TEXT UNDER STUDY

# The 'Creatine Loading Phase'



## Guest (Oct 25, 2006)

So you want to take that plunge into the deep end of the pool. You want to go where no scrawny man has ever gone before. You want to stop listening to what your mom says is good for you, and become a man that makes his own decisions. You want to bulk up and get in shape and do it in a way that will produce quicker and more noticeable results. You want to take creatine.

Despite what all the moms say about creatine, it is actually one of the few supplements out there that works and doesn't harm you in the process if used correctly. Your body uses creatine whether you put it in your body via powder form, pill form, or red meat. Creatine simply gives you more energy that allows you to push that extra rep or two up. Those extra few reps will produce bigger gains over a length of time.

The first step in taking creatine is the loading phase. I would take what the creatine bottles say with a grain of salt. Always read the directions on the package before you use anything, but also realize that these companies are out to make money. They sometimes fudge their dosage amounts so you run out of product faster and have to order more.

Creatine is used in cycles. The typical cycle will last about 8-10 weeks depending on the individual. The first week of ever cycle consists of what we call a loading phase. During the loading phase, you will take more creatine than usual to get your body ready for it. It is recommended that you take 20 grams/day during the loading phase. You can break this up into 4-5 times a day depending on when you eat your meals and when you work out. It is also important to take creatine up to 2 hours before you work out because it will take time for the muscles to absorb it.

There are several ways you can take creatine. Some people take it in the form of pills, while the majority of us use the powder form. I always buy flavorless because I generally put the scoop right into my mouth and wash it down with a tall glass of grape juice. It is also ok to mix creatine with protein or to put it in shakes or a glass of water. The problem with creatine is that is doesn't dissolve well. That's why I recommend you just put the scoop on the back of your tongue and swallow it, that way you don't lose any of the creatine in the bottom of your cup.

SUPPLIED DATA
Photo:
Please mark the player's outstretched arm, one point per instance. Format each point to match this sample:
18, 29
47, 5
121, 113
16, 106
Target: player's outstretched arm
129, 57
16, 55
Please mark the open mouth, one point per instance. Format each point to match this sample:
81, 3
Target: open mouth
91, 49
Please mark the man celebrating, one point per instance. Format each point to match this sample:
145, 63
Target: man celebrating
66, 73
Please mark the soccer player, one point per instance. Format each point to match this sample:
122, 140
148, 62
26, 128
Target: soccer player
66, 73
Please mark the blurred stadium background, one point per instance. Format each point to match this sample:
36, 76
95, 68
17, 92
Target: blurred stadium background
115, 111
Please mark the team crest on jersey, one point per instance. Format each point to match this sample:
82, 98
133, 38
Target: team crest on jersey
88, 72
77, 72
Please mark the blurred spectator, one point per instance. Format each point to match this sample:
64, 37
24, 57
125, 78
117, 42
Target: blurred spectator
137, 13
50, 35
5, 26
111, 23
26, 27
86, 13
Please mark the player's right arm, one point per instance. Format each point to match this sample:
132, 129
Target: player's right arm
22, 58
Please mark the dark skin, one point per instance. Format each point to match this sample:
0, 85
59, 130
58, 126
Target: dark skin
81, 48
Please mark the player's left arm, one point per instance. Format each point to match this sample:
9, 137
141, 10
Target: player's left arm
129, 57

* * *

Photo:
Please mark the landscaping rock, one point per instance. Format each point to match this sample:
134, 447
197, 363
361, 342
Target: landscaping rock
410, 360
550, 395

---

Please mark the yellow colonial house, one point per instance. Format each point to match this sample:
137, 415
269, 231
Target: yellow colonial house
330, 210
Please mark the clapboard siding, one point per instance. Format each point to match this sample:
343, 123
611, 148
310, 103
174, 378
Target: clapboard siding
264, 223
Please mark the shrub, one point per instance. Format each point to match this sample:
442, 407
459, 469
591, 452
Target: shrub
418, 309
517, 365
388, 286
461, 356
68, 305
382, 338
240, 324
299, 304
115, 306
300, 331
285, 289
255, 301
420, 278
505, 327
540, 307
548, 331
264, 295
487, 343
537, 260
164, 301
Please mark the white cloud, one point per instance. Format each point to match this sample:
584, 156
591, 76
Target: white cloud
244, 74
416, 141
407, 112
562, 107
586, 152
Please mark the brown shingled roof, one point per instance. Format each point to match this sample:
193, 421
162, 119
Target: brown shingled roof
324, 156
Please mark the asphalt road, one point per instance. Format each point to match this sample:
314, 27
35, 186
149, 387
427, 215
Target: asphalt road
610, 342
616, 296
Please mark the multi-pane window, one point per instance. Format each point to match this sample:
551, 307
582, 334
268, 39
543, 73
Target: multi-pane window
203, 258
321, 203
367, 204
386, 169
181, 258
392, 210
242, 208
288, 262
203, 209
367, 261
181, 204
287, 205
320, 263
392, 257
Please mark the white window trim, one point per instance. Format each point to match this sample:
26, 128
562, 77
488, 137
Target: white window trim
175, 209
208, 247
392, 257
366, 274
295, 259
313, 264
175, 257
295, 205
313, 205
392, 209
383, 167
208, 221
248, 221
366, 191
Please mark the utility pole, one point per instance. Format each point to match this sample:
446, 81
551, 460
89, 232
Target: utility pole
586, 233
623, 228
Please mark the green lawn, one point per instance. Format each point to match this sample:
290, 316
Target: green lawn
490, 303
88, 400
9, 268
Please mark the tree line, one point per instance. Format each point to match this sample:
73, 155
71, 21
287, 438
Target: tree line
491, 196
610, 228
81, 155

TASKS FOR THIS EXERCISE
a) Answer these questions about the forum post on the creatine loading phase:
(i) Besides powder form and pill form, what source of creatine does the post name?
(ii) About how long does a typical creatine cycle last?
(iii) What does the writer wash the scoop of creatine down with?
b) Pick up the forum post on the creatine loading phase after its final sentence and continue it.

ANSWERS TO EACH TASK
a)
(i) Red meat.
(ii) About 8-10 weeks, depending on the individual.
(iii) A tall glass of grape juice.

b)
Packages might tell you to take more than the daily loading phase dosage, but don't listen to them. The body will just excrete any excess creatine and it will be wasted. Creatine can be a great tool in aiding you in your journey to get in shape. The loading phase is very important in the cycle, so be sure to follow the recommended dosage amounts and try not to skip any servings. If you miss your morning scoop, do not take 2 scoops at the next scheduled time.


----------



## nick500 (Dec 12, 2005)

eazenet said:


> So you want to take that plunge into the deep end of the pool. You want to go where no scrawny man has ever gone before. You want to stop listening to what your mom says is good for you, and become a man that makes his own decisions. You want to bulk up and get in shape and do it in a way that will produce quicker and more noticeable results. You want to take creatine.


Lol...

listen to the man !!! If you wanna gain 40 lbs in 4 weeks, take creatine !!

its magical, honest!

Nick


----------



## jo fairbairn (Mar 2, 2006)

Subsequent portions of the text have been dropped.